Please state how many lines of the data below contain the word "background", counting only exact-case matches, and reply with the number alone.

Data items
= = = = =
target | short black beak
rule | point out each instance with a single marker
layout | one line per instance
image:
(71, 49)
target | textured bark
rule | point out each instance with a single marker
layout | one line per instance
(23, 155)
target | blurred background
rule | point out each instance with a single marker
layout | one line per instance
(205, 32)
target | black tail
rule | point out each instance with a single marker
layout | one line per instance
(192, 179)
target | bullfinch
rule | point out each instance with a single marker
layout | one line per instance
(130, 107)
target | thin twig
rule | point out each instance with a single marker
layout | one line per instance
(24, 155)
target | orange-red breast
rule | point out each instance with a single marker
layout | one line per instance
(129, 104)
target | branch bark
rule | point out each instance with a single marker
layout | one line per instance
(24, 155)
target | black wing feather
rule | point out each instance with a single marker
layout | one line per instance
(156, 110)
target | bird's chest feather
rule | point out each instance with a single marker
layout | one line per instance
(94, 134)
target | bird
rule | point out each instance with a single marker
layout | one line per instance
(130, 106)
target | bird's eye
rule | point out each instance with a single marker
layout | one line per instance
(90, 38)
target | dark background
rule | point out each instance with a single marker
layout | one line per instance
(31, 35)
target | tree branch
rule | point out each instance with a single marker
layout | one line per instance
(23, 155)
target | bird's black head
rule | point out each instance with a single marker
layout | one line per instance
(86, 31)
= = = = =
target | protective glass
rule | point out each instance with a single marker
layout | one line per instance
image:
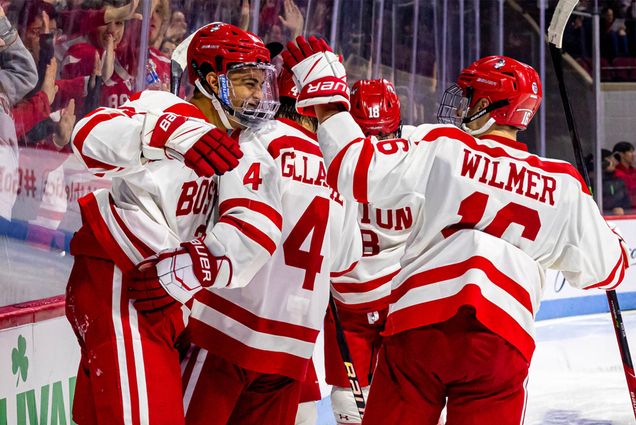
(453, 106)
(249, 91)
= = = = =
## Task output
2